> [EXTRAIT CITÉ]

Chronologie des médias toujours contestée : Disney continue de faire pression sur la France

Après la réunion du 4 octobre organisée par le CNC sur la chronologie des médias, Disney a finalement décidé de sortir son nouveau film « Black Panther » dans les salles de cinéma en France. Comme Netflix, la major américaine veut une réforme des fenêtres de diffusion dès 2023.

(Depuis sa sortie dans les salles de cinéma en France le 9 novembre, le deuxième « Black Panther » de Disney domine toujours le box-office, comme aux Etats-Unis)

« Les pouvoirs publics [français] ont clairement reconnu la nécessité de moderniser la chronologie des médias et un calendrier précis a été arrêté pour en discuter, The Walt Disney Company a donc décidé de confirmer la sortie au cinéma de “Black Panther : Wakanda Forever”, le nouveau film de Marvel Studios, le 9 novembre prochain », a lancé le 17 octobre sur Twitter Hélène Etzi (photo), la présidente de Disney France. Et ce, au moment où les signataires de la chronologie des médias – dont la dernière mouture est datée du 24 janvier 2022 – ont commencé à se retrouver autour de la table des négociations et de ses bras de fer.

Disney appelle à une « co-exploitation »

> [DONNÉES FOURNIES]
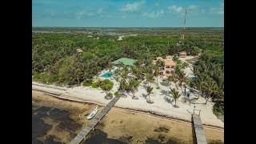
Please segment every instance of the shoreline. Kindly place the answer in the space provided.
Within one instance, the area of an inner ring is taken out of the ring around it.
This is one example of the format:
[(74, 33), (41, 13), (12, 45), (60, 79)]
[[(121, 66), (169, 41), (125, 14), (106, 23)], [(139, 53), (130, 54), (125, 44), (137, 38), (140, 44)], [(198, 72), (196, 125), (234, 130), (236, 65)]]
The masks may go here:
[[(71, 97), (71, 96), (67, 96), (67, 95), (62, 95), (61, 94), (58, 94), (58, 93), (53, 93), (52, 91), (47, 91), (47, 90), (37, 90), (37, 89), (33, 89), (32, 88), (32, 91), (37, 91), (39, 93), (42, 93), (46, 95), (49, 95), (51, 97), (54, 97), (57, 98), (58, 99), (61, 100), (64, 100), (64, 101), (69, 101), (69, 102), (79, 102), (79, 103), (89, 103), (89, 104), (96, 104), (100, 106), (106, 106), (106, 104), (105, 103), (101, 103), (98, 102), (95, 102), (95, 101), (91, 101), (91, 100), (85, 100), (82, 98), (74, 98), (74, 97)], [(153, 112), (153, 111), (150, 111), (150, 110), (138, 110), (138, 109), (130, 109), (130, 108), (127, 108), (127, 107), (120, 107), (120, 106), (114, 106), (113, 107), (114, 109), (118, 109), (118, 110), (122, 110), (124, 111), (127, 111), (127, 112), (134, 112), (134, 113), (138, 113), (138, 114), (145, 114), (145, 115), (150, 115), (150, 116), (153, 116), (155, 118), (163, 118), (163, 119), (168, 119), (168, 120), (172, 120), (172, 121), (175, 121), (175, 122), (186, 122), (186, 123), (192, 123), (192, 121), (188, 121), (186, 119), (182, 119), (180, 118), (176, 118), (176, 117), (173, 117), (173, 116), (169, 116), (169, 115), (166, 115), (166, 114), (158, 114), (156, 112)], [(192, 116), (191, 116), (192, 118)], [(213, 125), (207, 125), (207, 124), (202, 124), (203, 126), (210, 128), (210, 129), (214, 129), (214, 130), (224, 130), (224, 127), (221, 127), (221, 126), (213, 126)]]

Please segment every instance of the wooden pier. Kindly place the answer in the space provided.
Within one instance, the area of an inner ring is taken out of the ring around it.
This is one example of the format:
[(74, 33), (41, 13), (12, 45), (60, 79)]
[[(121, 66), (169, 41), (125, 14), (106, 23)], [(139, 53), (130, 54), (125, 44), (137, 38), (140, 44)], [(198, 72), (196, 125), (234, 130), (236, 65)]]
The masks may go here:
[(114, 106), (114, 105), (118, 102), (120, 98), (120, 96), (115, 96), (106, 106), (106, 107), (98, 113), (95, 117), (90, 120), (90, 122), (86, 126), (86, 127), (83, 128), (78, 134), (70, 142), (70, 144), (78, 144), (81, 143), (82, 140), (86, 139), (86, 137), (88, 134), (94, 130), (96, 125), (100, 122), (100, 120), (106, 115), (110, 109)]
[(192, 117), (197, 143), (207, 144), (206, 134), (203, 131), (203, 127), (200, 118), (200, 114), (194, 114)]

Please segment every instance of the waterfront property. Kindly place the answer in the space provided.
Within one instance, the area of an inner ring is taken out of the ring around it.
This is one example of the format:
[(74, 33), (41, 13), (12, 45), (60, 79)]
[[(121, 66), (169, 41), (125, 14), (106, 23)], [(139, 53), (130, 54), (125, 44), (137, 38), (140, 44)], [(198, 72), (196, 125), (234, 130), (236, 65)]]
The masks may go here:
[(176, 66), (176, 62), (172, 60), (171, 56), (166, 56), (166, 58), (162, 58), (162, 57), (158, 57), (154, 60), (153, 60), (154, 65), (156, 64), (157, 61), (164, 62), (164, 68), (160, 71), (160, 74), (162, 76), (168, 77), (171, 75), (174, 72), (174, 67)]
[(186, 57), (186, 51), (181, 51), (178, 53), (178, 56), (181, 58), (185, 58)]
[(107, 71), (101, 75), (102, 78), (111, 78), (112, 75), (114, 74), (114, 71)]
[(126, 66), (134, 66), (134, 63), (136, 62), (136, 61), (137, 60), (132, 59), (132, 58), (122, 58), (114, 61), (112, 64), (117, 66), (117, 65), (119, 65), (120, 63), (123, 63), (124, 65), (126, 65)]

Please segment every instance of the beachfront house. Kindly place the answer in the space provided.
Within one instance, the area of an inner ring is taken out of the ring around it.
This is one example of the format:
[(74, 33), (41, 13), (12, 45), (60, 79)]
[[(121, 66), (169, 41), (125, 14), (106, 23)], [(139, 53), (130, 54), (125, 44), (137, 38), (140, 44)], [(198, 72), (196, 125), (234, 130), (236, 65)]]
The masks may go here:
[(77, 49), (77, 52), (78, 52), (78, 54), (81, 54), (81, 53), (82, 53), (82, 50), (81, 50), (81, 49)]
[(118, 66), (120, 63), (123, 63), (126, 66), (134, 66), (137, 60), (132, 59), (132, 58), (122, 58), (119, 59), (117, 59), (112, 62), (113, 65)]
[(181, 51), (178, 53), (178, 56), (181, 58), (185, 58), (186, 57), (186, 51)]
[(119, 36), (118, 38), (118, 41), (122, 41), (122, 36)]
[(153, 60), (153, 64), (155, 65), (158, 60), (164, 62), (165, 64), (163, 69), (160, 71), (160, 75), (166, 77), (171, 75), (174, 72), (174, 68), (176, 66), (176, 62), (172, 60), (172, 58), (170, 56), (166, 56), (166, 58), (158, 57)]

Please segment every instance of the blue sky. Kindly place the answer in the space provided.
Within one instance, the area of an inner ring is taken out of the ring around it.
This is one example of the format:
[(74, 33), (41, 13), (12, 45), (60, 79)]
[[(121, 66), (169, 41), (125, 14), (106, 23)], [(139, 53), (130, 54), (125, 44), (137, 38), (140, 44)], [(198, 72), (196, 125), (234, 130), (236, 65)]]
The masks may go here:
[(223, 0), (32, 0), (33, 26), (224, 26)]

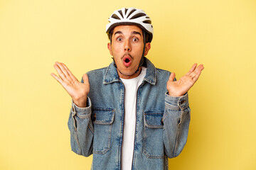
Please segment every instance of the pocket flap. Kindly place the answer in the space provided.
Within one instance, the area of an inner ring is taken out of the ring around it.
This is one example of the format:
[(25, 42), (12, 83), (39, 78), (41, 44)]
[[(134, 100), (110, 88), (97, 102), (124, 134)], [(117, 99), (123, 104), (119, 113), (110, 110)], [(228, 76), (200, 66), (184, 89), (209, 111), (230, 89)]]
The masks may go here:
[(162, 118), (164, 111), (148, 111), (144, 113), (145, 125), (150, 128), (163, 128)]
[(92, 109), (92, 123), (110, 125), (114, 122), (114, 109), (102, 108), (95, 108)]

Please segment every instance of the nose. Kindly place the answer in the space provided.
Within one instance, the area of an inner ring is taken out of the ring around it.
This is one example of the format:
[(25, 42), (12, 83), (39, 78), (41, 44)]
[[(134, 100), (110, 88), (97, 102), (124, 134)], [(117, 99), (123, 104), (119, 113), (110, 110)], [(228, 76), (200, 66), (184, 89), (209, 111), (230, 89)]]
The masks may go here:
[(131, 48), (130, 42), (129, 42), (129, 40), (127, 40), (124, 42), (124, 51), (125, 52), (130, 52), (131, 50), (132, 50), (132, 48)]

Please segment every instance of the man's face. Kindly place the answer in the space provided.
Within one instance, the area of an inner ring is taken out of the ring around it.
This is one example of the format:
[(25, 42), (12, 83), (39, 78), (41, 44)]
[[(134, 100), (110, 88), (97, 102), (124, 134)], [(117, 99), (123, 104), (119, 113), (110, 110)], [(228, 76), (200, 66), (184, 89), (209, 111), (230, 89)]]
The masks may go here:
[[(144, 42), (143, 33), (136, 26), (119, 26), (114, 28), (112, 43), (107, 44), (110, 55), (113, 56), (117, 67), (119, 76), (123, 79), (137, 77), (141, 60)], [(146, 56), (150, 49), (150, 42), (146, 43)]]

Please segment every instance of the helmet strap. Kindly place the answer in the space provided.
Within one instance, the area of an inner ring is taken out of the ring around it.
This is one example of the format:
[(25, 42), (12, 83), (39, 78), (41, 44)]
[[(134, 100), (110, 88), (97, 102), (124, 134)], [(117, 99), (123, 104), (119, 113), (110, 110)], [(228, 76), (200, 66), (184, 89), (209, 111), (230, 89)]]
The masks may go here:
[(143, 63), (144, 62), (144, 54), (145, 54), (145, 47), (146, 47), (146, 35), (145, 35), (145, 31), (144, 30), (142, 30), (142, 33), (143, 33), (143, 52), (142, 52), (142, 59), (139, 62), (139, 67), (138, 67), (138, 69), (137, 70), (136, 70), (135, 73), (138, 72), (139, 70), (139, 67), (141, 67), (142, 65), (143, 65)]

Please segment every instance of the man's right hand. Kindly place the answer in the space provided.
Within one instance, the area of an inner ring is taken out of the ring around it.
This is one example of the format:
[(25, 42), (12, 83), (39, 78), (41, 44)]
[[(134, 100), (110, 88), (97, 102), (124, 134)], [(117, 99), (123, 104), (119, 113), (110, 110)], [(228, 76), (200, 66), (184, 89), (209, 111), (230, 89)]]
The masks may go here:
[(50, 74), (50, 75), (63, 86), (76, 106), (80, 108), (85, 108), (87, 96), (90, 91), (87, 75), (83, 74), (84, 83), (81, 83), (63, 63), (56, 62), (53, 67), (60, 77), (54, 73)]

> [TRAVAIL À FAIRE]
**A.** D'après l'article sur la chronologie des médias, pourquoi The Walt Disney Company a-t-elle confirmé la sortie au cinéma de « Black Panther : Wakanda Forever » ? Répondez en une à trois phrases.
**B.** Prolongez l'article sur la chronologie des médias en rédigeant le paragraphe qui suit son dernier intertitre.
Les données ne sont pas utiles pour cet exercice.

> [CORRIGÉ DE L'EXERCICE]
**A.** Selon Hélène Etzi, présidente de Disney France, les pouvoirs publics français ont clairement reconnu la nécessité de moderniser la chronologie des médias. Un calendrier précis a en outre été arrêté pour en discuter. Disney a donc confirmé la sortie du film en salles le 9 novembre.

**B.**
« Comme nous l’avons déjà déclaré, la chronologie des médias actuelle n’est pas adaptée aux comportements et attentes des spectateurs ; elle est contre-productive et expose tous les producteurs et artistes à un risque accru de piratage », a-t-elle poursuivi, en déclarant vouloir « continuer de manière constructive aux réflexions et débats lors des prochaines réunions avec tous les acteurs de la filière, organisées sous l’égide du CNC (1), afin de définir dès février 2023 un nouveau cadre que nous souhaitons équitable, flexible et incitatif à la sortie des films en salles de cinéma » (2). Ce que la major presque centenaire du cinéma reproche à cette chronologie des médias à la française, c’est le fait que cette dernière lui impose de retirer un film de Disney+ en France au bout de cinq mois d’exploitation, laquelle intervient en tant que plateforme de SVOD du 17e au 22e mois après la sortie du film en salle de cinéma. Ce retrait intervient pour laisser la place aux chaînes de télévision en clair, dont la fenêtre s’ouvre du 22e au 36e mois après la sortie du film en salle de cinéma.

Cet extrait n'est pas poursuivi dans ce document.